SUPPLIED PASSAGE:
We conducted a cross-sectional study using the datasets of the Health Improvement Program of Bone (HOPE), an ongoing prospective study in which patients who underwent physical examination at the Health Management Center of the Second Xiangya Hospital were invited to participate. The HOPE study has been designed to achieve a sample size of 5000 participants over a ten-year period, and as of May 2024, it has already enrolled more than 3846 participants. Patients are eligible for enrollment in the HOPE study if they 1) are ≥40 years old and 2) undergo DXA for BMD measurement. The exclusion criteria are 1) a history of hip joint replacement or lumbar spine surgery, 2) inability to undergo DXA for any reason, 3) a history of treatment with antiosteoporosis drugs, or 4) a history of malignant tumors.

For the present study, 1,286 healthy postmenopausal women and men aged ≥50 years from the HOPE cohort were recruited. Participants who did not complete surveys, physical examinations, or body density measurements were excluded.

Informed consent was obtained from all patients, and the proposal for this study was approved by the Ethics Committee of the Second Xiangya Hospital, Central South University, Changsha, Hunan, China.

Health survey examinations and laboratory measurements

The health check-up examination includes a questionnaire, anthropometric measurements and laboratory measurements. The questions in the questionnaire included sex, age, alcohol intake, smoking, prior fracture and parental hip fracture history, glucocorticoid use, rheumatoid arthritis, and secondary osteoporosis. Prior fracture history referred to fractures that occurred naturally or under mild external forces during adulthood. Current use of glucocorticoids was defined as either receiving glucocorticoid therapy or having received the equivalent of prednisone >5 mg/d for more than three months. Secondary osteoporosis was defined as osteoporosis due to underlying diseases, such as type 1 diabetes, adult osteogenesis imperfecta, chronic untreated hyperthyroidism, hypogonadism or early menopause (menopause at age <45 years), chronic malnutrition or malabsorption, and chronic liver disease. Alcohol intake was considered significant if intake was ≥3 units/d.

WHAT TO WORK ON:
A. List the exclusion criteria for enrollment that the HOPE study passage gives.
B. Continue the HOPE study passage from the point where it ends.
The records come from a separate source and have nothing to do with the HOPE study passage.

STORED DATA:
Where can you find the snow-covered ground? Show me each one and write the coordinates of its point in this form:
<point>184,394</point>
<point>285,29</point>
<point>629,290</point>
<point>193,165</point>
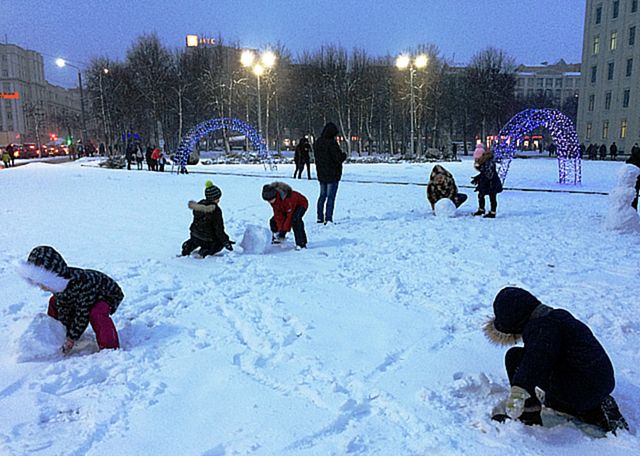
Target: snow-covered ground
<point>368,342</point>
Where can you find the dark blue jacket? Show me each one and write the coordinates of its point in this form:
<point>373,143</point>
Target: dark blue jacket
<point>563,357</point>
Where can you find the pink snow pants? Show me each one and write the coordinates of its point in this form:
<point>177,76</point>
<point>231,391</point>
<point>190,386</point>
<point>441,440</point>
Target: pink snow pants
<point>106,334</point>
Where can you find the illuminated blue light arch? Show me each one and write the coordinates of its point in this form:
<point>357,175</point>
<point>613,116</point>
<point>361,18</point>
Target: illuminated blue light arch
<point>193,136</point>
<point>562,131</point>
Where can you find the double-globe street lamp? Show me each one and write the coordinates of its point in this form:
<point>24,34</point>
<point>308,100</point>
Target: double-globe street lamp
<point>62,63</point>
<point>404,62</point>
<point>259,66</point>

EXERCISE ANSWERS:
A.
1. A history of hip joint replacement or lumbar spine surgery
2. Inability to undergo DXA for any reason
3. A history of treatment with antiosteoporosis drugs
4. A history of malignant tumors

B.
Trained inspectors measure the human body according to standard protocols, including weight, height, waist circumference, and hip circumference. Body mass index (BMI) is defined as the weight (kg) per square meter height (m²), expressed in kg/m². Height loss is calculated as the difference between the currently measured height and the highest self-reported height (20). According to the clinical guidelines (21–23), it is suggested that the height loss from peak height that exceeds 4 cm should be used for spinal imaging, and the height loss is categorized into two groups: height loss < 4 cm and height loss ≥4 cm. DXA BMD measurement standards and precision have also been previously detailed (24).

The following laboratory data were measured during physical examination: white blood cell count, red blood cell count, hemoglobin concentration, platelet count, neutrophil percentage, lymphocyte percentage, eosinophil percentage, basophil percentage, fasting plasma glucose, glycosylated hemoglobin, 25-hydroxyvitamin D, serum calcium, serum potassium, serum sodium, serum chloride, blood urea nitrogen, serum creatinine, blood uric acid, alanine aminotransferase (ALT), aspartate aminotransferase (AST), total bilirubin, direct bilirubin, indirect bilirubin, total serum protein, serum albumin, serum globulin, total cholesterol, triglyceride, high-density lipoprotein cholesterol (HDL-C), low-density lipoprotein cholesterol (LDL-C), and total bile acid.

Statistical analysis

The data are expressed as the average (± standard deviation) of continuous variables and the percentage of classified variables. We use one-way ANOVA to analyze the baseline characteristics of different age groups. The comparison between the two groups, when the data are normally distributed, is analyzed by Student’s t-test, and the non-normal distribution is compared by Mann-Whitney U-test. The classified data were analyzed by chi-square test or Fisher’s exact test. In order to study the independent related risk factors of height loss, the variables with significant differences in univariate analysis were included in multivariate logistic regression analysis (forward: LR method), which is expressed by odds ratios (ORs) and its 95% confidence intervals (CIs). Model 1 included only clinical features, and Model 2 included only biochemical indicators. The Hosmer-Lemeshow test was used for model fitting. The predictive accuracy of the logistic regression model was evaluated by receiver operating characteristic (ROC). Two-tailed p-value <0.05 is considered statistically significant. All the data were analyzed by SPSS software version 23.0 (IBM Corp., Armonk, NY, USA).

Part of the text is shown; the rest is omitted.